Request:
Rewrite the records below as a JSON list of strings, one string per line, leaving out any blank lines.

Listed records:
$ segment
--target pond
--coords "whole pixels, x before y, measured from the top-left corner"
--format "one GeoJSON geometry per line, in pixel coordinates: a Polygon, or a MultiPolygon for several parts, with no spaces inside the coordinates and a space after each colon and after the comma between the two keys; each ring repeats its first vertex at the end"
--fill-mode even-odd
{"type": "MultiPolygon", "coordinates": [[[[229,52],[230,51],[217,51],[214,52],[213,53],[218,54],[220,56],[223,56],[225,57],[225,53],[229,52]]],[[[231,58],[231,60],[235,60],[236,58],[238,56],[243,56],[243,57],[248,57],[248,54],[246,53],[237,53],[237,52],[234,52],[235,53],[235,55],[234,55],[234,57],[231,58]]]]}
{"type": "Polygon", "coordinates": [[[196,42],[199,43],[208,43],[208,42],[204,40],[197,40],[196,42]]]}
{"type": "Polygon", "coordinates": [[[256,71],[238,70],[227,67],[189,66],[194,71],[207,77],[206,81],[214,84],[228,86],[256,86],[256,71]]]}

Written reply:
[
  "$ segment",
  "--target pond",
  "--coords \"whole pixels, x before y, measured from the top-left corner\"",
  "--format \"one GeoJSON geometry per line, in pixel coordinates: a Polygon, or a MultiPolygon for several parts, with no spaces inside the coordinates and a space after each colon and after the comma between the two keys; each ring repeats its first vertex at the end\"",
  "--fill-mode even-odd",
  "{\"type\": \"MultiPolygon\", \"coordinates\": [[[[229,52],[230,51],[217,51],[214,52],[213,53],[218,54],[220,56],[223,56],[225,57],[225,53],[229,52]]],[[[231,58],[231,60],[235,60],[236,58],[238,56],[243,56],[243,57],[248,57],[248,54],[246,53],[237,53],[237,52],[234,52],[235,53],[235,55],[234,55],[234,57],[231,58]]]]}",
  "{\"type\": \"Polygon\", \"coordinates\": [[[196,42],[199,43],[208,43],[208,42],[204,40],[197,40],[196,42]]]}",
  "{\"type\": \"Polygon\", \"coordinates\": [[[256,71],[238,70],[227,67],[189,66],[194,71],[207,77],[206,81],[214,84],[228,86],[256,86],[256,71]]]}"
]